[[ Data supplied open ]]
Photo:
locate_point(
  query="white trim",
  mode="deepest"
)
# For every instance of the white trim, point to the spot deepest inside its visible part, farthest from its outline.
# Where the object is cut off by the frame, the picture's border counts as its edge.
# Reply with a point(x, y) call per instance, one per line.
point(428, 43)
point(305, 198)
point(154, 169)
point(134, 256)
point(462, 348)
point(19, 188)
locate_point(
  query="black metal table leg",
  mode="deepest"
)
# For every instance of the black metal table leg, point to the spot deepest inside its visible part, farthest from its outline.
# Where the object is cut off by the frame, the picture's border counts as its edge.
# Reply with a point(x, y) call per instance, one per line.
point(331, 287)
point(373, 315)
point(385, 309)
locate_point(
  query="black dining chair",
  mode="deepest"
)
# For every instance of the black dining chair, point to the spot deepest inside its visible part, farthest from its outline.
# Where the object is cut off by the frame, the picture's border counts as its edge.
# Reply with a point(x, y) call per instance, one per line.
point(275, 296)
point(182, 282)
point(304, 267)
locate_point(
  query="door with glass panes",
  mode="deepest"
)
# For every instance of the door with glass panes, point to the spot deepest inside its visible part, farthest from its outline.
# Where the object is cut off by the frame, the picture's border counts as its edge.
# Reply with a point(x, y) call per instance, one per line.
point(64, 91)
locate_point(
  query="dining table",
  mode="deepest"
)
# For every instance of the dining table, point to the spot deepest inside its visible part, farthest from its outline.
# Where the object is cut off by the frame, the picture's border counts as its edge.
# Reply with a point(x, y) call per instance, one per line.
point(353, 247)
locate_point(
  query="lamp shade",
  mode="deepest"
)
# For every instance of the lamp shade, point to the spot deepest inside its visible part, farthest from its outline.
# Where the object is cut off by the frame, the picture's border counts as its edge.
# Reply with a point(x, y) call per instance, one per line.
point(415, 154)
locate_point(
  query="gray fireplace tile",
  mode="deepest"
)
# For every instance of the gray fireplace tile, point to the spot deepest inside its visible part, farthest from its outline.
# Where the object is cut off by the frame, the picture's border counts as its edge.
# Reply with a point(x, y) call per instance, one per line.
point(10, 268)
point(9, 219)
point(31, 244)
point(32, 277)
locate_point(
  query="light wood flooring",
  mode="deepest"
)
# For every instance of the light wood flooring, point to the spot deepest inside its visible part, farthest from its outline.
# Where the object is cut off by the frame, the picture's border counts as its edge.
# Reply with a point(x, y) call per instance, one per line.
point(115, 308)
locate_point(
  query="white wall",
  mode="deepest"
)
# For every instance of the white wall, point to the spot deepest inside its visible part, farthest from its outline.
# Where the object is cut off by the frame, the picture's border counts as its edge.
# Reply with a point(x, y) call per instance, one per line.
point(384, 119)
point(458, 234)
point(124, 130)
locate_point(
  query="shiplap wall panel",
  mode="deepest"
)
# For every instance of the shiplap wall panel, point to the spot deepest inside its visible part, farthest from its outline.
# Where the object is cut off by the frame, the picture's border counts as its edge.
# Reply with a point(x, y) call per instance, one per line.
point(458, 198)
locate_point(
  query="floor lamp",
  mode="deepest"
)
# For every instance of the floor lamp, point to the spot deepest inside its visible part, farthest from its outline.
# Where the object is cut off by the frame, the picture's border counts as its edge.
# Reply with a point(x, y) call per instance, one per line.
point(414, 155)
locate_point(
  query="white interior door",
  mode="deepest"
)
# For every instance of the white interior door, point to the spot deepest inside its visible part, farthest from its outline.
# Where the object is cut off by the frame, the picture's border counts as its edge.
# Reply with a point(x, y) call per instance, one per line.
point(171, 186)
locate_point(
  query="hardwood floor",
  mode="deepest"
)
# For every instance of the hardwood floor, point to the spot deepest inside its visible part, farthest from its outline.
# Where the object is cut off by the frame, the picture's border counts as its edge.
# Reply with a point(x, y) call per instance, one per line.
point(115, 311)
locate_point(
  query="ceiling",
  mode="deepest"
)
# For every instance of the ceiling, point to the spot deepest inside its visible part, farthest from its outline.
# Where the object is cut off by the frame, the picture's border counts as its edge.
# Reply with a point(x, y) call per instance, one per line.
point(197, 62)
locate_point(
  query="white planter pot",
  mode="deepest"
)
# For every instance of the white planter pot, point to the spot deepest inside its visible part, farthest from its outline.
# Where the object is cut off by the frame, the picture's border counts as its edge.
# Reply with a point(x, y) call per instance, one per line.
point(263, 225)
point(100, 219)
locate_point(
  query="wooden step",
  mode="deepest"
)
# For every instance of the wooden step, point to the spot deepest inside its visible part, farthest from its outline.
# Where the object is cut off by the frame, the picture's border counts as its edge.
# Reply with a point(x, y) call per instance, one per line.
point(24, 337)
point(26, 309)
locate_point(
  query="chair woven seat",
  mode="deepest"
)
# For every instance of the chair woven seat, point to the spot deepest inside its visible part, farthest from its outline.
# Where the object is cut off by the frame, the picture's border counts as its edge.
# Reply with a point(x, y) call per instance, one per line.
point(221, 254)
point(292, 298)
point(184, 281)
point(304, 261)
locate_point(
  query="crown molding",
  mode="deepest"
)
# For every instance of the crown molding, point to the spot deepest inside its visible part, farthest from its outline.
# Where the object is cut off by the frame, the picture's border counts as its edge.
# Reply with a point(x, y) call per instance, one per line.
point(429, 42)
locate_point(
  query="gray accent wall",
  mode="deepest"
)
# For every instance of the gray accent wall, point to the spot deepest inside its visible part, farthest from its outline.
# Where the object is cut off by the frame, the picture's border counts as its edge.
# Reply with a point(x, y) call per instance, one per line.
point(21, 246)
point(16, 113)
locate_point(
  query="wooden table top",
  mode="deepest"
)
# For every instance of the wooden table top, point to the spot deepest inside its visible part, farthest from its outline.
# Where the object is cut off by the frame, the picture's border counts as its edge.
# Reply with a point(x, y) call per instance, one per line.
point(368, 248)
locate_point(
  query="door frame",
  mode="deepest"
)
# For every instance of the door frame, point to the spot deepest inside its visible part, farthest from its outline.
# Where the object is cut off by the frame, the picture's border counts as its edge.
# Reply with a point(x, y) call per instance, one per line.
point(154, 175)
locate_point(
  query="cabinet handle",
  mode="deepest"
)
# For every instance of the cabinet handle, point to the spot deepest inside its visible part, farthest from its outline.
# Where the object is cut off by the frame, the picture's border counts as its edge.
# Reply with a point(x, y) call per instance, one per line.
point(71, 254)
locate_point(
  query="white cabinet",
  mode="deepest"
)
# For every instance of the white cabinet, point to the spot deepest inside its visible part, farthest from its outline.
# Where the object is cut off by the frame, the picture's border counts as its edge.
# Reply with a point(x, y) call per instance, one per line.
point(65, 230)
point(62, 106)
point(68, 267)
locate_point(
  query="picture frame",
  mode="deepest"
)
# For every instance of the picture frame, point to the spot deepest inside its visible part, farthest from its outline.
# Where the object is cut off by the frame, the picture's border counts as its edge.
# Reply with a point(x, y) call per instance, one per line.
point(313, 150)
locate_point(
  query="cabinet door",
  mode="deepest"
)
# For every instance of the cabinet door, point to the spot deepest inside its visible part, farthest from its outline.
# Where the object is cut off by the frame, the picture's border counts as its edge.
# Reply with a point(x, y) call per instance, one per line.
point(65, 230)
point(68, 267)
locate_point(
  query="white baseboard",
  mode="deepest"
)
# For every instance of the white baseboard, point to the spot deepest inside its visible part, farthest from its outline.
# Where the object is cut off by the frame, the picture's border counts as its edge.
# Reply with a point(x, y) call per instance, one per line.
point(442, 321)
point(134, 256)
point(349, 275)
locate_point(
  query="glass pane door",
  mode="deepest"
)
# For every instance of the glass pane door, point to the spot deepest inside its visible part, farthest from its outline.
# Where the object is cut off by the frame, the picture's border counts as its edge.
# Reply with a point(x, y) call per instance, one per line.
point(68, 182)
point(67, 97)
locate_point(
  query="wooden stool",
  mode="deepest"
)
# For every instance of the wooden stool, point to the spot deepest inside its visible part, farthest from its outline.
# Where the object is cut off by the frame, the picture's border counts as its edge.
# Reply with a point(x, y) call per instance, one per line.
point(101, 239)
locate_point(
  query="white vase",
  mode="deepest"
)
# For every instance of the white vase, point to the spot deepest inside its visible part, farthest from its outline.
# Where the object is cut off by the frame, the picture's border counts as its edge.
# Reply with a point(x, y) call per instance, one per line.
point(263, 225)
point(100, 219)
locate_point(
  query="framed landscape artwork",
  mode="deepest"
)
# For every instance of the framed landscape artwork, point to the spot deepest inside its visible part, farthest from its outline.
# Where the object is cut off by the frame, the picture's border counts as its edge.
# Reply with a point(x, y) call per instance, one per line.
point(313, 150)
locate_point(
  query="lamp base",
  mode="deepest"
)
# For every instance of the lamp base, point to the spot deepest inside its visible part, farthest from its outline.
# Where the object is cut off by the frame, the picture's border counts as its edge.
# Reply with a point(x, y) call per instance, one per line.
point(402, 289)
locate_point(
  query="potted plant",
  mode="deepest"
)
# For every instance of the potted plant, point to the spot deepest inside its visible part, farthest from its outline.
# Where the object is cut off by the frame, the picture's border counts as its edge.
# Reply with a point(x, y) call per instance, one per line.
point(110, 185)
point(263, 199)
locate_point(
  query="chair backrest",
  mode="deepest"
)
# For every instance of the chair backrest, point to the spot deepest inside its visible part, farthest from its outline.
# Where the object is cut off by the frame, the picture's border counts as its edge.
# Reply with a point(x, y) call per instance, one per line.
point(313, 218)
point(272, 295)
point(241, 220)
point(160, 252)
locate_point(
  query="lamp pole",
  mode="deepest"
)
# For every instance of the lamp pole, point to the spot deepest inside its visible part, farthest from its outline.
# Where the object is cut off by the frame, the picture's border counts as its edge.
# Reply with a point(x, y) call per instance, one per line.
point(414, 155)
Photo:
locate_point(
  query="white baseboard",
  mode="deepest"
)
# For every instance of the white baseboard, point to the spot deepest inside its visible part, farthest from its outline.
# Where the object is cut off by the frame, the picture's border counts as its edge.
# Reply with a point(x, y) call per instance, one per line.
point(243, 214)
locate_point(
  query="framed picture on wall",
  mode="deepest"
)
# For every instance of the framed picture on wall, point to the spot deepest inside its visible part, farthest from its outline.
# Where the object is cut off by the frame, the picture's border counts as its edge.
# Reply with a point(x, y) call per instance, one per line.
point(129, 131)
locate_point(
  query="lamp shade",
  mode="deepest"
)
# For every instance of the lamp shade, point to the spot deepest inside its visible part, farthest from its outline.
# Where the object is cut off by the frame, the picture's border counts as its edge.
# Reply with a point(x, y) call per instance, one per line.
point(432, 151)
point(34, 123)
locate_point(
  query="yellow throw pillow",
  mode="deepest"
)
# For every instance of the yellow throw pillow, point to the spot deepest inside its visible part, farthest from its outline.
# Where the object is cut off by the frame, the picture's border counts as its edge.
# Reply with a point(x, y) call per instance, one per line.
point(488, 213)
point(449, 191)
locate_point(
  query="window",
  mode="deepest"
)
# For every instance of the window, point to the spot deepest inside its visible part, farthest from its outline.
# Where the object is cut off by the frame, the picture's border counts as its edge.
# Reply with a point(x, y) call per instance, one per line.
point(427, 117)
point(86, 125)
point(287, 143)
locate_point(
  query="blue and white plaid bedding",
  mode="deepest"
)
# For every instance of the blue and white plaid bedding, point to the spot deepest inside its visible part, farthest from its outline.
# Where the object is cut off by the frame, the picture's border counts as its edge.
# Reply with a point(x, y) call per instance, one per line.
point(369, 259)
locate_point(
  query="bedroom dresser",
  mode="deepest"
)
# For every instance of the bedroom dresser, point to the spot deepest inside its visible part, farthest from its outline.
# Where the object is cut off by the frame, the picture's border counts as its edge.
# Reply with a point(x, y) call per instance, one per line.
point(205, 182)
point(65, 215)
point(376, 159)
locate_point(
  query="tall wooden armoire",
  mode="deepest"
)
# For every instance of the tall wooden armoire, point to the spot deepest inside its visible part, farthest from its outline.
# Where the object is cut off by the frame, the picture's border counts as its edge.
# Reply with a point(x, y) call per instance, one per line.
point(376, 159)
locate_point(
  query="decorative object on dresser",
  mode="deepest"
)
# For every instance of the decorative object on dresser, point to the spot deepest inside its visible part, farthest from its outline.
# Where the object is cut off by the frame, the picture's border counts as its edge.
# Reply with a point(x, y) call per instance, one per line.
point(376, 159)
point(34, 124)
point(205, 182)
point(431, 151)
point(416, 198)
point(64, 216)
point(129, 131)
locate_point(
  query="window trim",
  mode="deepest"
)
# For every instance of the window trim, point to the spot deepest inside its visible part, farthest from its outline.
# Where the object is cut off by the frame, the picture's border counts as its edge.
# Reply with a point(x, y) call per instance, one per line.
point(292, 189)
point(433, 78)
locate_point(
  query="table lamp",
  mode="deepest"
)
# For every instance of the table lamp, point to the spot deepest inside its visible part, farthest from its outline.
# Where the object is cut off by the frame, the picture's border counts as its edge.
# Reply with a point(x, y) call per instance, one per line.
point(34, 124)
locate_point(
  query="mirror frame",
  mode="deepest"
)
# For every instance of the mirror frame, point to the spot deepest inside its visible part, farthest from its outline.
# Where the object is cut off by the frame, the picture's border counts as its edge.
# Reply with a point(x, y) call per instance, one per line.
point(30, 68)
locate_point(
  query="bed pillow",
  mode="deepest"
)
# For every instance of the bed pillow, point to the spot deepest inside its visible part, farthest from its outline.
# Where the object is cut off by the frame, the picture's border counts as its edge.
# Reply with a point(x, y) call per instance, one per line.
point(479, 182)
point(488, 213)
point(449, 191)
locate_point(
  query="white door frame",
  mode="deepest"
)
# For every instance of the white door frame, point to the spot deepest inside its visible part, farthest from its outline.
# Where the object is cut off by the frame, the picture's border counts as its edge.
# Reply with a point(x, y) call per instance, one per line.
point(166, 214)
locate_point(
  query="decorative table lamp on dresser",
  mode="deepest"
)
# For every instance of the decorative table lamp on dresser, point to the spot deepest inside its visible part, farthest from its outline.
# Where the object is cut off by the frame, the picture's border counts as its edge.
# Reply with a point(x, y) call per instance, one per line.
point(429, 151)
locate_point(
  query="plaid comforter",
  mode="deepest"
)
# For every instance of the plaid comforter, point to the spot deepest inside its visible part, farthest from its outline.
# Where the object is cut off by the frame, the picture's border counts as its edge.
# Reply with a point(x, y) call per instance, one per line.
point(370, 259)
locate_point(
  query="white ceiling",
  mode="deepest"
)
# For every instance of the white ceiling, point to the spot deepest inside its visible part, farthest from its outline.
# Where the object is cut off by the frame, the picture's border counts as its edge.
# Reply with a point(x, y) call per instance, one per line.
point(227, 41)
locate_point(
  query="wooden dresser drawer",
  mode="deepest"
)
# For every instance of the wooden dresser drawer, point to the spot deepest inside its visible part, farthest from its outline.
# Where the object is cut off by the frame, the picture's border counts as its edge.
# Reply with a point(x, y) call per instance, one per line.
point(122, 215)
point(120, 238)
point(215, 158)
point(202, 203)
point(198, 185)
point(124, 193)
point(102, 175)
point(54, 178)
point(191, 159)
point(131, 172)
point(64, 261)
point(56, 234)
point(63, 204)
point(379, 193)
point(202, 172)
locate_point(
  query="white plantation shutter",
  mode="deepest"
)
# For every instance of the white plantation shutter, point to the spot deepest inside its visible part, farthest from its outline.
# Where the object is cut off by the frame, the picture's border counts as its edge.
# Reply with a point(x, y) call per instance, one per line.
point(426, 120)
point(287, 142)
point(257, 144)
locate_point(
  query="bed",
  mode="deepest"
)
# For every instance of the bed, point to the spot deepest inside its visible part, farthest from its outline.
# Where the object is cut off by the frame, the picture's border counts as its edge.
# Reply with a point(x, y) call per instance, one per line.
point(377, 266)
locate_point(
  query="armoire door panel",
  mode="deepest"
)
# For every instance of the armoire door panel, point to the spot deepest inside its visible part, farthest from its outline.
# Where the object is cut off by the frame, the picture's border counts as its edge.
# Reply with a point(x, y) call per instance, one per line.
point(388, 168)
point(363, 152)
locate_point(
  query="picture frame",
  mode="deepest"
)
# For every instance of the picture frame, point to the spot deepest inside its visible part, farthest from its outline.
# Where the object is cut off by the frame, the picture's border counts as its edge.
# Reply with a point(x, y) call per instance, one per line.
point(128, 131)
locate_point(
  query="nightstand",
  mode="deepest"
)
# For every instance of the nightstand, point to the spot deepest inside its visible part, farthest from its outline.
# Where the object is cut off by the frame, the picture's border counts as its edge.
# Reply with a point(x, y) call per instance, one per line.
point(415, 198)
[[ Data supplied closed ]]
What needs to be done —
Look through the records and gather every line containing "shiplap".

Solution to this exercise —
  query="shiplap wall panel",
# For every instance of the shiplap wall panel, point to the spot deepest inside its visible part, farthest from its outline.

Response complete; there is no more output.